• **Problem statement**
Render the rows from the line containing "Category: side mirror" through the line containing "(1244, 244)", both lines included, as a two-column CSV with the headers input and output. Each category gets one CSV line: its text goes in input and its points go in output, each as a single quoted field with line breaks replaced by spaces.

Extracted data entries
┏━━

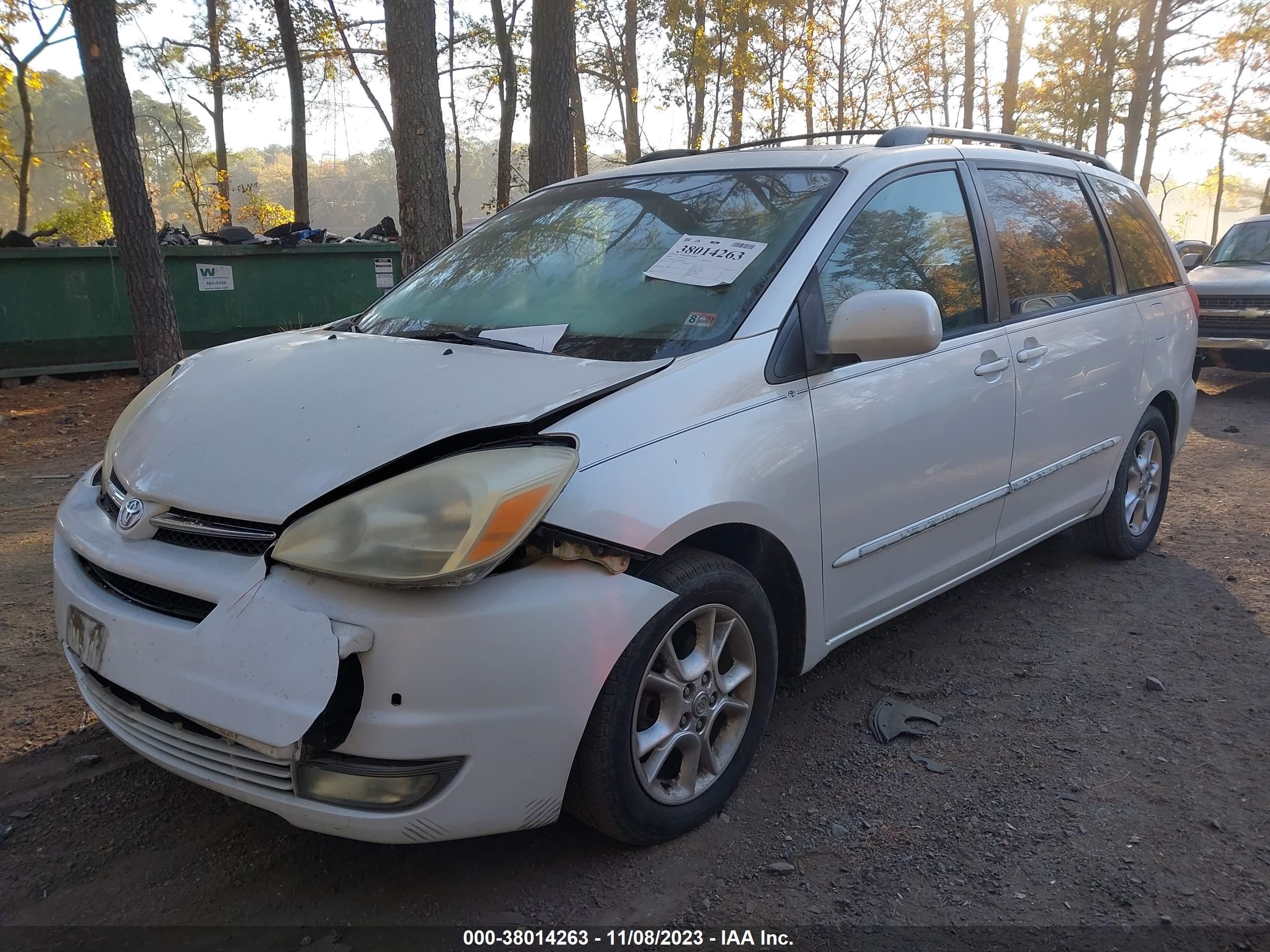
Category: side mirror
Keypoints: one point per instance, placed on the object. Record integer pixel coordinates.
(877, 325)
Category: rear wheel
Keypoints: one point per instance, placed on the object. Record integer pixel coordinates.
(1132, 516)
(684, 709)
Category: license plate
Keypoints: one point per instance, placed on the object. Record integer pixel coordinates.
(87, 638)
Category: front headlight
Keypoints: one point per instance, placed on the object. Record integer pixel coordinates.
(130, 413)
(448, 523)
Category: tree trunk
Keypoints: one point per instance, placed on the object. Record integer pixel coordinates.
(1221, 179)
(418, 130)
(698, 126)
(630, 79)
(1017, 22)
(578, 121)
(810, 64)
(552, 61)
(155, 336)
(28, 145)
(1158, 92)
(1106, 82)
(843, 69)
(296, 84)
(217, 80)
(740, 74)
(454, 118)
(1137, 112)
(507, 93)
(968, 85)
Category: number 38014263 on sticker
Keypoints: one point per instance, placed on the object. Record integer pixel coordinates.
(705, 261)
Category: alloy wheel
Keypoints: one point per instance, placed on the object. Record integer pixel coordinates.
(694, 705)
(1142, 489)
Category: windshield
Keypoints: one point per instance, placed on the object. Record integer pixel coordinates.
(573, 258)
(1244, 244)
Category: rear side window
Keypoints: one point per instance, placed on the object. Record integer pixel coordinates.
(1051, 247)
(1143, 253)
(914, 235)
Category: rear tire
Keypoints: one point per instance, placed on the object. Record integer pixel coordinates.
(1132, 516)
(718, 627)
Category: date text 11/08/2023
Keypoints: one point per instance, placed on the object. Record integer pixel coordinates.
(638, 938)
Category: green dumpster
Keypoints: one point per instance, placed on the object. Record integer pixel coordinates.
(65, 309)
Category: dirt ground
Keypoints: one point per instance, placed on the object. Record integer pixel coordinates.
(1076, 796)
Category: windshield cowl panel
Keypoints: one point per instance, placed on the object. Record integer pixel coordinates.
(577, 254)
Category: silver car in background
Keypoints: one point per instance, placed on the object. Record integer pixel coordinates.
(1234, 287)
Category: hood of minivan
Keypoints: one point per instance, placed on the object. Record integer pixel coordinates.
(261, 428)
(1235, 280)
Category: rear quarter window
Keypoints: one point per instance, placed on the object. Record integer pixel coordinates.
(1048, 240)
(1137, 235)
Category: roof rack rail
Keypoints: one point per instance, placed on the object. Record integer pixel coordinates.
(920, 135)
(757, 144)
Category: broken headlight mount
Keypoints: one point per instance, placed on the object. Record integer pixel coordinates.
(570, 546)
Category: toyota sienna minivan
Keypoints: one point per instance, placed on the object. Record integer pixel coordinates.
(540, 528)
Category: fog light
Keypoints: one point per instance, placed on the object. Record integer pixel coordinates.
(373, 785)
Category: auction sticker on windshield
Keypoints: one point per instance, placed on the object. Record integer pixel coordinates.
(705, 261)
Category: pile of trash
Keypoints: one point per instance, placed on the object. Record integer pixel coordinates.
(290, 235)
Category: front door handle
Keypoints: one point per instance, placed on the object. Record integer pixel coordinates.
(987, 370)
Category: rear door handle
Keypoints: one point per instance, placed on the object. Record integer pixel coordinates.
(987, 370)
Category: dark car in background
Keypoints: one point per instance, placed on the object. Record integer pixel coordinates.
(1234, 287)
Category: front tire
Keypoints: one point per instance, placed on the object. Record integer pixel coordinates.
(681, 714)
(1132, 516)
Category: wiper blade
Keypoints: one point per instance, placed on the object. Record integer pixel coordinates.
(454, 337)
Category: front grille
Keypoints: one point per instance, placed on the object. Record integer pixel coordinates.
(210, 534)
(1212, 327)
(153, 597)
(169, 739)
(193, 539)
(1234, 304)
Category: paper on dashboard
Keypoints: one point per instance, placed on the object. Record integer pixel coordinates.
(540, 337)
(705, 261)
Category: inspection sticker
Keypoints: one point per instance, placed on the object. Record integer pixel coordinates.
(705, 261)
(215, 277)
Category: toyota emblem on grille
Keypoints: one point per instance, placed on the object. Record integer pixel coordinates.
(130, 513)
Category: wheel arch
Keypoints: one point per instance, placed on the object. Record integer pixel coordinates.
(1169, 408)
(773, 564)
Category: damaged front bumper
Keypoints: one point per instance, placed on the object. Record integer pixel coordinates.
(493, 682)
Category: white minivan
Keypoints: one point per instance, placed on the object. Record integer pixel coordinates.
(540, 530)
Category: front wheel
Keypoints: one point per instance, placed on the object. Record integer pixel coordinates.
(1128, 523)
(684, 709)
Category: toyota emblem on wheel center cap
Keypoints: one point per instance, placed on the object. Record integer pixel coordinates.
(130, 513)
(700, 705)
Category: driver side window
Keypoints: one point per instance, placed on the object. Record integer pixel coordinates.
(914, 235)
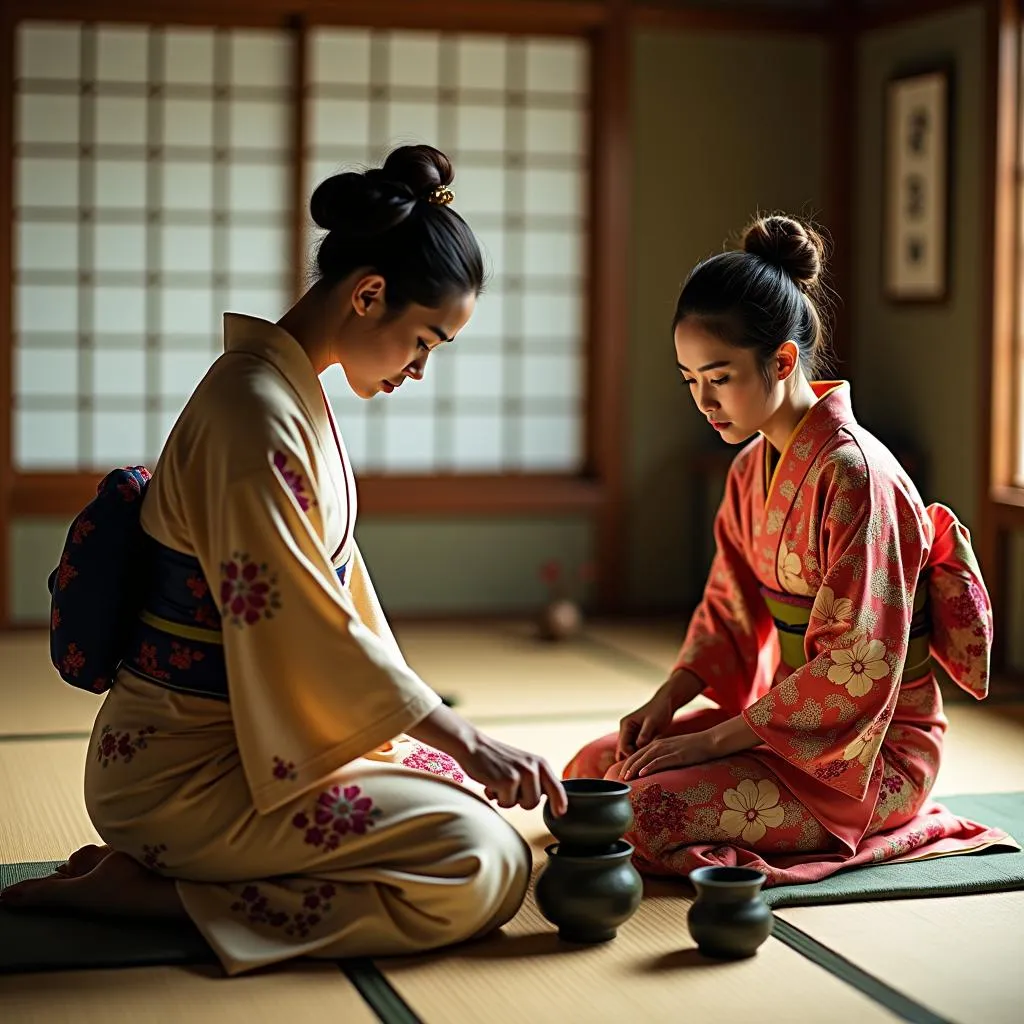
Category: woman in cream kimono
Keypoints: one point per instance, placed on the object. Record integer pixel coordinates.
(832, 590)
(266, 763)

┗━━
┏━━

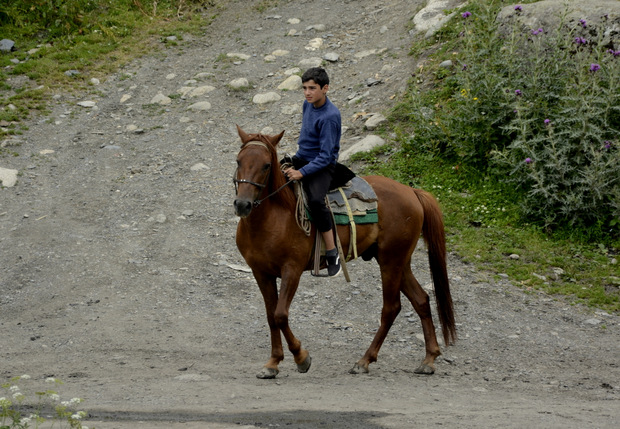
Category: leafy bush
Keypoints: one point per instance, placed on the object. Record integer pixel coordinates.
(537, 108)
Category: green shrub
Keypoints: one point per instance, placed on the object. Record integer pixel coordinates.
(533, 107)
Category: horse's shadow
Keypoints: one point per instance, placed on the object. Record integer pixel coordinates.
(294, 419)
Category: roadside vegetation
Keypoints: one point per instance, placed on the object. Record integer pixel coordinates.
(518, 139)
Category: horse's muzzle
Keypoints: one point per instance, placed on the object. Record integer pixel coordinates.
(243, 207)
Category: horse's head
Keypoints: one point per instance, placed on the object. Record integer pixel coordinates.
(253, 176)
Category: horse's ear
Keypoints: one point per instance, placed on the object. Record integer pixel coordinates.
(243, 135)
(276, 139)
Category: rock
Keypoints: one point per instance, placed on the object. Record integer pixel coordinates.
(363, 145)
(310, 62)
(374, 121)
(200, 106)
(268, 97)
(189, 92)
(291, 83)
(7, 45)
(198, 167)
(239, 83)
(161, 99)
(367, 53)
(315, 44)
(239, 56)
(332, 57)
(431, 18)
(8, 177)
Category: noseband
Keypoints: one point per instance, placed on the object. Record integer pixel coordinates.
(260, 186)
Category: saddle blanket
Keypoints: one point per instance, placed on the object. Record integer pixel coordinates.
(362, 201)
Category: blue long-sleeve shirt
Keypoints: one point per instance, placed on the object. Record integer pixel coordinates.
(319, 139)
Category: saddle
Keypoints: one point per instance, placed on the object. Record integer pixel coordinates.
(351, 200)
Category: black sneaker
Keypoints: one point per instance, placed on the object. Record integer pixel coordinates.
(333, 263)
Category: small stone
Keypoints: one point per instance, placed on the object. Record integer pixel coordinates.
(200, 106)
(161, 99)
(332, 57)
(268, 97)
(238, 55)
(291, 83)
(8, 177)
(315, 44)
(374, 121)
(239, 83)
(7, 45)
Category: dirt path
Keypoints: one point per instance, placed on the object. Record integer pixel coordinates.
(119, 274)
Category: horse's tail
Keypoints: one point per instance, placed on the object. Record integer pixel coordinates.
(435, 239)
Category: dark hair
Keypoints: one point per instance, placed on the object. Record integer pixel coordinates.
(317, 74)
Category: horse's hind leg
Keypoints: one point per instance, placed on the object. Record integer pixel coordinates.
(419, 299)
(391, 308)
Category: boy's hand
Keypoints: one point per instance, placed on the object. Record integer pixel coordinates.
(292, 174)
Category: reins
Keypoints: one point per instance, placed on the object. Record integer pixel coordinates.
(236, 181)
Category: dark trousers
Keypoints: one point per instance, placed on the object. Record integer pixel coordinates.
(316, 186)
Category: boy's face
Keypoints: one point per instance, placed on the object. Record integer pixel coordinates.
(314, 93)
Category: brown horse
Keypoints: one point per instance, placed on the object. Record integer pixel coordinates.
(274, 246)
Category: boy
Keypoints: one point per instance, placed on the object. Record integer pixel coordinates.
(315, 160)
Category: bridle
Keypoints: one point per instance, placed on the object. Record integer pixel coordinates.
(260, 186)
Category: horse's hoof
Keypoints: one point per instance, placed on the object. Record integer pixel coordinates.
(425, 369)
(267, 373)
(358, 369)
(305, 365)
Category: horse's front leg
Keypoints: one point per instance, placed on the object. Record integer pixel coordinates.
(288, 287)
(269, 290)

┗━━

• **Correct result**
input,output
"Category: side mirror Keypoints: one point per instance, placed on the object. Record integer pixel coordinates.","(877, 325)"
"Category: rear wheel Keypoints: one point per instance, placed on the object. Record integer pixel coordinates.","(1132, 516) (684, 709)"
"Category: license plate Keypoints: one point per instance, placed on the object. Record integer pixel coordinates.","(87, 638)"
"Category: front headlight Keypoints: one point per instance, placed on the object. Record integer pixel coordinates.","(130, 413) (448, 523)"
"Category: tree trunk Keypoints: one point per instance, placed on the object. Record integer pixel coordinates.","(1221, 179) (418, 130) (698, 126) (630, 79) (1017, 22) (578, 121) (810, 64) (552, 61) (155, 336) (28, 145) (1158, 92) (1106, 82) (843, 69) (296, 84) (217, 80) (740, 74) (454, 118) (1137, 112) (507, 93) (968, 85)"
"Category: number 38014263 on sticker Keypoints: one point per instance, placed on the object. Record integer pixel coordinates.","(705, 261)"
"Category: alloy wheel Keypoints: one point per instance, placed on the object. Record integer pixel coordinates.","(694, 705) (1142, 489)"
"Category: windshield Keypoints: one point per instance, placed on the object. Record integer pixel coordinates.","(573, 258) (1244, 244)"